Clearly we are looking at a solution that is simple in it’s core – technology heavy yet community and participation intense.

Now that is sweet.

The solution need to provide some quality assurance and build up a reputation for the contributors (yet work for unknown and alternative voices which are more likely to be part of news worthy events). Some of the main challenges faced (and at the same time model opportunities) are:

  • Digg voting type of solutions leads to group fractioning. Similar models here include Wikipedia where you give the power to a few selected users, why you still have an issue to get the less strong yet very valid voices heard. If you fraction the community you will balance on a thin line where you easily can create a complete distrust of the system which projects on the quality of the content on the long term.
  • PageRank type solutions lead to the survival of the strongest and/or reputable only. The hierarchy has been set which makes it very hard for new entrants in the space and for new, unknown voices to be heard. It is perfect for information seeking, but is dysfunctional for news and opinion.
  • Reputation of the single user is an interesting factor to build trust, but not solely sufficient. We have seen examples in the media industry before. For instance the tampered photos of the bombings of Beirut in Lebanon 2006 of a well-known Reuters photographer and the made up news stories by the New York Times journalist Jason Blair. The key aspect here is to give the benefit of doubt for reputable user yet not use it as a single measure of credibility, quality or trust.
☆ ☆ ☆ ☆
SET EXERCISE A: Gather every line of the records that contains the string "calligraphy".
☆ ☆ ☆ ☆
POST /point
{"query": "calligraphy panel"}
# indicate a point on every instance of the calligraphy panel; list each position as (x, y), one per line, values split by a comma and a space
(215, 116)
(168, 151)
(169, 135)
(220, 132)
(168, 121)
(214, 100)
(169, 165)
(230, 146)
☆ ☆ ☆ ☆
SET EXERCISE B: In the source excerpt on news quality and contributor reputation, list the solution type or factor that opens each bulleted challenge.

WORKED SOLUTION A:
{"query": "calligraphy panel"}
# indicate a point on every instance of the calligraphy panel; list each position as (x, y), one per line, values split by a comma and a space

WORKED SOLUTION B:
- Digg voting type of solutions
- PageRank type solutions
- Reputation of the single user